[Data to examine]

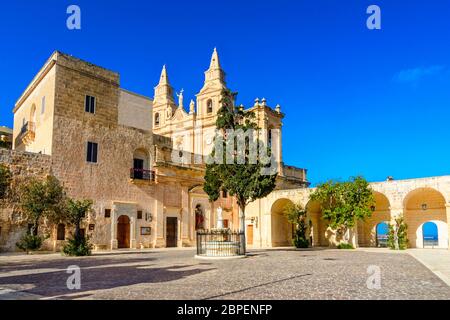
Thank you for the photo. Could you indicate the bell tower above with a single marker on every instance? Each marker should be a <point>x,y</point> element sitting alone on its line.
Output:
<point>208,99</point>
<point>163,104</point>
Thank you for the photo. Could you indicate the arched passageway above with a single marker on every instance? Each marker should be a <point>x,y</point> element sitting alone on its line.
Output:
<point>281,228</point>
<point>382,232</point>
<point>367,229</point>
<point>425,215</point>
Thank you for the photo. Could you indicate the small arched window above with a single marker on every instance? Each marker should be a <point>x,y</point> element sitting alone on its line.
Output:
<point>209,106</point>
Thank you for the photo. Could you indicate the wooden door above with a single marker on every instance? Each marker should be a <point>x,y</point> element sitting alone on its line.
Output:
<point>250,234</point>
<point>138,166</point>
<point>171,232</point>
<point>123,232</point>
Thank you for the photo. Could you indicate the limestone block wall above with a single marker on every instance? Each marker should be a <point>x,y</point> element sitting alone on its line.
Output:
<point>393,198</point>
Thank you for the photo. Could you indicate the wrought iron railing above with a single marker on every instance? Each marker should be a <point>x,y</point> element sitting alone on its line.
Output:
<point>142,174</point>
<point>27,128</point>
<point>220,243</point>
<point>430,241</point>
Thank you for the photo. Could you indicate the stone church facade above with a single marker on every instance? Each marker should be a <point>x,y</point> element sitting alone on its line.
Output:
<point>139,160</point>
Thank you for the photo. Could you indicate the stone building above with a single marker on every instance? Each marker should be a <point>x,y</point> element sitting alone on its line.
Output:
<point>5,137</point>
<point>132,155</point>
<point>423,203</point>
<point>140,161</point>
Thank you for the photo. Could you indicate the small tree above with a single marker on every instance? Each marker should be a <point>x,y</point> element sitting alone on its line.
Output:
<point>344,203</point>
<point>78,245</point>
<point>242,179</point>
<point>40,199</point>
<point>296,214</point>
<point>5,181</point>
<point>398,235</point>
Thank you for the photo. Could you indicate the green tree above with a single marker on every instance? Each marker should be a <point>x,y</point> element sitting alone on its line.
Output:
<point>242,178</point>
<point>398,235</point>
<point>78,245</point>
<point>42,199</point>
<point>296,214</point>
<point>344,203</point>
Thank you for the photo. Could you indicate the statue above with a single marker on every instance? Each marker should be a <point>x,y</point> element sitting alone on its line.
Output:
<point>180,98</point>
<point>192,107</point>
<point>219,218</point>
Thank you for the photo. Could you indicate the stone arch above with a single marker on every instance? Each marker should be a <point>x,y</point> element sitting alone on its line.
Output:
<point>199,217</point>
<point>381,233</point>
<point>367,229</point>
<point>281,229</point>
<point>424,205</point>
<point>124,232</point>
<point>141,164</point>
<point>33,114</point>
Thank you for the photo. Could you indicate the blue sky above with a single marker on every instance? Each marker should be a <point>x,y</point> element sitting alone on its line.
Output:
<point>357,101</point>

...

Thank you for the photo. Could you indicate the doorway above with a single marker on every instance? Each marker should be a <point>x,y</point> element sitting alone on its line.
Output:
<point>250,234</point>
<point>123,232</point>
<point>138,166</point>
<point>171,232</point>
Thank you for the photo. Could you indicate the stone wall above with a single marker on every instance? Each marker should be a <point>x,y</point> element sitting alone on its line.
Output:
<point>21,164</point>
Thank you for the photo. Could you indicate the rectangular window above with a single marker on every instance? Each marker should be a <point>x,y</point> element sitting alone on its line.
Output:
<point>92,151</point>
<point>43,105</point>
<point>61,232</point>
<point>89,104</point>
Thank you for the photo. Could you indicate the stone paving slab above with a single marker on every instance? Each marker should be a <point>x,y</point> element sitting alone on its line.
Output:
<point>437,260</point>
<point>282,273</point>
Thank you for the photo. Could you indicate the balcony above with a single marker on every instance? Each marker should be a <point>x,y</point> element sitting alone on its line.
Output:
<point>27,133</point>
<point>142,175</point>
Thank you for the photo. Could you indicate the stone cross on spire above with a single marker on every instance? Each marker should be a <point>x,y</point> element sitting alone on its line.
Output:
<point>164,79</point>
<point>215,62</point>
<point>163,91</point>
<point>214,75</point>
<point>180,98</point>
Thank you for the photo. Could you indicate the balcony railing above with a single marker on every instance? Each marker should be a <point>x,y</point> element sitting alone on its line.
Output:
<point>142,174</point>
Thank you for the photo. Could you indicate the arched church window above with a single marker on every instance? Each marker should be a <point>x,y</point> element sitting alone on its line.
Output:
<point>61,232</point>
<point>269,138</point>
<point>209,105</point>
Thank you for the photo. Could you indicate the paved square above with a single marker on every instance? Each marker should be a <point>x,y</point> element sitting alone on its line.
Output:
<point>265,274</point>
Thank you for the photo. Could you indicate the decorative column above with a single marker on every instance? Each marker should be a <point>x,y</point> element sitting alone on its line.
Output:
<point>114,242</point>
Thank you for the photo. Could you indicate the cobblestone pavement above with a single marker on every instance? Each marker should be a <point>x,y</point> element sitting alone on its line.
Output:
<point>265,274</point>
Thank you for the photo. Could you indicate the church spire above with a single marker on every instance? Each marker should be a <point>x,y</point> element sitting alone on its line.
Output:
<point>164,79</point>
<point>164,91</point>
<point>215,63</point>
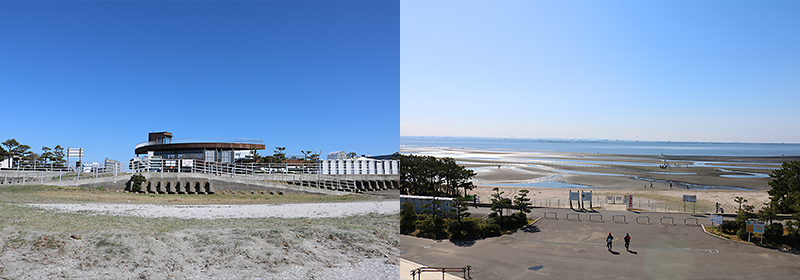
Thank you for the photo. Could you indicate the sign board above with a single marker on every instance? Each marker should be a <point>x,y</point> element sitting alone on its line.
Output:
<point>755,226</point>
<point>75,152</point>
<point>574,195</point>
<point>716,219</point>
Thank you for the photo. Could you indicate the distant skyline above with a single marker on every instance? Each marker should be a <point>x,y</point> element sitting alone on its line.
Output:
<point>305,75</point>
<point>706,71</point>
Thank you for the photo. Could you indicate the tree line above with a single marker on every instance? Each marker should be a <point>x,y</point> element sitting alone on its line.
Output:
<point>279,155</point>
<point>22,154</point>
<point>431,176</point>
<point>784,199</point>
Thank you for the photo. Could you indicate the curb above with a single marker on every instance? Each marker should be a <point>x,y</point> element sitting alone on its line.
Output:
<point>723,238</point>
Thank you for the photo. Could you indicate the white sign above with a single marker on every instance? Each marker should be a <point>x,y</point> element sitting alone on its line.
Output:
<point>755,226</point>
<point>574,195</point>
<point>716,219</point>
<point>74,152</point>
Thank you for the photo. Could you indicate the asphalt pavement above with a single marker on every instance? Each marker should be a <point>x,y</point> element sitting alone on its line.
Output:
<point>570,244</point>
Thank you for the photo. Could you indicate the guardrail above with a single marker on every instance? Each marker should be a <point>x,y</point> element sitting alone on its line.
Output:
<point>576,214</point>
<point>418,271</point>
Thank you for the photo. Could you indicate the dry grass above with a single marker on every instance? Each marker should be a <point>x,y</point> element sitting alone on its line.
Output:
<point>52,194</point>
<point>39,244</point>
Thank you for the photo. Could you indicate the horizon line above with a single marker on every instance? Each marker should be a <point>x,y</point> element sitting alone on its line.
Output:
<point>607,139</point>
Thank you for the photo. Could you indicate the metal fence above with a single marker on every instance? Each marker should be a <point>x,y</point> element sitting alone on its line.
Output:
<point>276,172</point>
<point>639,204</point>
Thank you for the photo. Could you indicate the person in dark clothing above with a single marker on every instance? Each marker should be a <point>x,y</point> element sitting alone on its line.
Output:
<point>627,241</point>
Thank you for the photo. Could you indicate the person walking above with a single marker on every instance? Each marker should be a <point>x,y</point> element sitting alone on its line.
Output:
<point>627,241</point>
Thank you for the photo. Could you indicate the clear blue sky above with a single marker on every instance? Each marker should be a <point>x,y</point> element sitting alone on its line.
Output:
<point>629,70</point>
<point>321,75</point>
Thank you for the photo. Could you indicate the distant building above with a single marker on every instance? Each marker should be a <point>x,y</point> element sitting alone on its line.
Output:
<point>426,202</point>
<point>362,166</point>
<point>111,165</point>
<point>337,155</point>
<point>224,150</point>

[Prompt] Set down, from the entries above, exactly the lines from the one with "Thank you for the photo. Could you indicate the bell" up to and including the one with "Thank you for the photo. Could you indicate the wooden", and no other lines.

[Solution for this exercise]
Thank you for the photo. Could you indicate the bell tower above with a single marker on every instance? Each marker should be a <point>x,y</point> element sitting alone on its line.
Output:
<point>208,99</point>
<point>163,104</point>
Thank you for the photo. Could you indicate the arched passageway above with a single marker on every instance? Each marker should be a <point>x,y</point> element sitting alone on its line.
Output:
<point>281,228</point>
<point>382,232</point>
<point>367,229</point>
<point>425,215</point>
Thank you for the photo. Could you indicate the small arched window above with a single marker on every instance? Each marker should be a <point>x,y</point> element sitting alone on its line.
Output:
<point>209,106</point>
Thank you for the photo. Could you indicate the wooden door above with a single marker on every instance? Each marker should be a <point>x,y</point> element sitting alone on its line.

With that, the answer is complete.